So as they show down here, you have a contract table and you have the vehicle ID, but what should it reference? Should it reference the bicycle table, or the car table, because these are the ones that actually contain data. They actually don't have a vehicle table. Well, this blog post gives you some solutions on how to deal with this because you cannot directly write a conditional foreign key. This means that if there was a vehicle type and the type was a car, then this references the car table. Or if it's a type of bicycle then reference the bicycle table that doesn't really exist. So how do you handle it?

So the first method they propose is modeling conditional foreign keys with multiple foreign keys. It's basically your contract table that would have an entry for bicycle ID for the bicycle table and car ID for the car table. Of course, if you have many more tables, you're going to have to have many more columns to deal with that. And you'll have to set constraints to make sure that at least one is not NULL, which they're doing here. Second method of dealing with it is storing all reference data in a single table. So basically, you just have a vehicle table and it has all the different columns that you need.

Now if you still want to reference the car table and the bicycle table, you could do it through views that they're showing here. And of course on your contract table, basically, it just references the vehicle ID and a common vehicle table that's up here. Method three is still using a single table but for all of those additional columns that are specific to cars or bicycles, you would put in a JSONB field. So that gives you fewer columns, but it does make the SQL not as clean, have individual columns, and also it's harder to maintain data constraints for each column. The fourth method they propose is pointing the foreign key in the other direction and "faking it". So actually setting a reference to contract from the car table or the bicycle table.

But as they say here, that's not really right. And then lastly, they do mention that PostgreSQL does have a table inheritance. And you could try implementing this but it doesn't really work. But of course, an option they didn't mention here is just not to use foreign keys when having a polymorphic relationship like this. Or if you really need it, maybe you fake it with triggers or constraints to maintain that referential integrity. But for example, Ruby on Rails has the ability to support polymorphic relationships and it maintains an ID and a type column for your models or classes that are set up that way. But of course, when you are using that feature, I'm not using foreign key relationships with it. But if you want to learn more, definitely check out this blog post.

[DATA RECORDS]
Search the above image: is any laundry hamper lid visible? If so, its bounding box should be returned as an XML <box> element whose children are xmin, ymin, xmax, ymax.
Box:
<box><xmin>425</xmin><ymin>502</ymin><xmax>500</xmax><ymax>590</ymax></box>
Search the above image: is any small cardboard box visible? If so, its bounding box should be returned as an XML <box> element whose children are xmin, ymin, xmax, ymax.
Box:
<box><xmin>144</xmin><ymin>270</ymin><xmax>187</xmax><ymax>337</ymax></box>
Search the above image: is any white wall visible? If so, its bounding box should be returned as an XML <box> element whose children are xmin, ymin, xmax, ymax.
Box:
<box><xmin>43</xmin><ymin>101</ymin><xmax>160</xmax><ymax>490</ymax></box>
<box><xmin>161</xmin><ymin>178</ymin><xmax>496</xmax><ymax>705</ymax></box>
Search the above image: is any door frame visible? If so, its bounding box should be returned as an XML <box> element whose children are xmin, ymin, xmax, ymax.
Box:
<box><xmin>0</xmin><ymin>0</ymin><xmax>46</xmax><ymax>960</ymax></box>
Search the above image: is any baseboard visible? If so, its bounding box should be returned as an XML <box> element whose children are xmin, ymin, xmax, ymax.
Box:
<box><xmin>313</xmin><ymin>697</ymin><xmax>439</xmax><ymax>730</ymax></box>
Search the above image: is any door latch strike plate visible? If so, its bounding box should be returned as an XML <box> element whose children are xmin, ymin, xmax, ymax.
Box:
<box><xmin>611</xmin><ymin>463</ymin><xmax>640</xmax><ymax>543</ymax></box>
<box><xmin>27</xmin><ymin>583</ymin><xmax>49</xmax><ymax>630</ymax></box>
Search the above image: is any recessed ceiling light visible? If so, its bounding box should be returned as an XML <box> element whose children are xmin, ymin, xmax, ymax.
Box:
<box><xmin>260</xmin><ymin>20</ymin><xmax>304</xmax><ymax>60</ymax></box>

[DIRECTIVES]
(a) Answer these questions about the passage on conditional foreign keys:
(i) What is the first method proposed for handling a conditional foreign key?
(ii) In method three, what kind of field holds the extra columns that are specific to cars or bicycles?
(iii) What does Ruby on Rails maintain for models set up with polymorphic relationships?
(b) Swap "bounding box" for "enclosing rectangle" in every row of Block 1, and keep everything else the same.

[RESULTS OF THE TASKS]
(a)
(i) Modeling conditional foreign keys with multiple foreign keys.
(ii) A JSONB field.
(iii) An ID and a type column.

(b)
Search the above image: is any laundry hamper lid visible? If so, its enclosing rectangle should be returned as an XML <box> element whose children are xmin, ymin, xmax, ymax.
Box:
<box><xmin>425</xmin><ymin>502</ymin><xmax>500</xmax><ymax>590</ymax></box>
Search the above image: is any small cardboard box visible? If so, its enclosing rectangle should be returned as an XML <box> element whose children are xmin, ymin, xmax, ymax.
Box:
<box><xmin>144</xmin><ymin>270</ymin><xmax>187</xmax><ymax>337</ymax></box>
Search the above image: is any white wall visible? If so, its enclosing rectangle should be returned as an XML <box> element whose children are xmin, ymin, xmax, ymax.
Box:
<box><xmin>43</xmin><ymin>101</ymin><xmax>160</xmax><ymax>490</ymax></box>
<box><xmin>161</xmin><ymin>178</ymin><xmax>496</xmax><ymax>705</ymax></box>
Search the above image: is any door frame visible? If so, its enclosing rectangle should be returned as an XML <box> element whose children are xmin, ymin, xmax, ymax.
Box:
<box><xmin>0</xmin><ymin>0</ymin><xmax>46</xmax><ymax>960</ymax></box>
Search the above image: is any baseboard visible? If so, its enclosing rectangle should be returned as an XML <box> element whose children are xmin, ymin, xmax, ymax.
Box:
<box><xmin>313</xmin><ymin>697</ymin><xmax>439</xmax><ymax>730</ymax></box>
Search the above image: is any door latch strike plate visible? If so, its enclosing rectangle should be returned as an XML <box> element whose children are xmin, ymin, xmax, ymax.
Box:
<box><xmin>611</xmin><ymin>463</ymin><xmax>640</xmax><ymax>543</ymax></box>
<box><xmin>27</xmin><ymin>583</ymin><xmax>49</xmax><ymax>630</ymax></box>
Search the above image: is any recessed ceiling light visible? If so, its enclosing rectangle should be returned as an XML <box> element whose children are xmin, ymin, xmax, ymax.
Box:
<box><xmin>260</xmin><ymin>20</ymin><xmax>304</xmax><ymax>60</ymax></box>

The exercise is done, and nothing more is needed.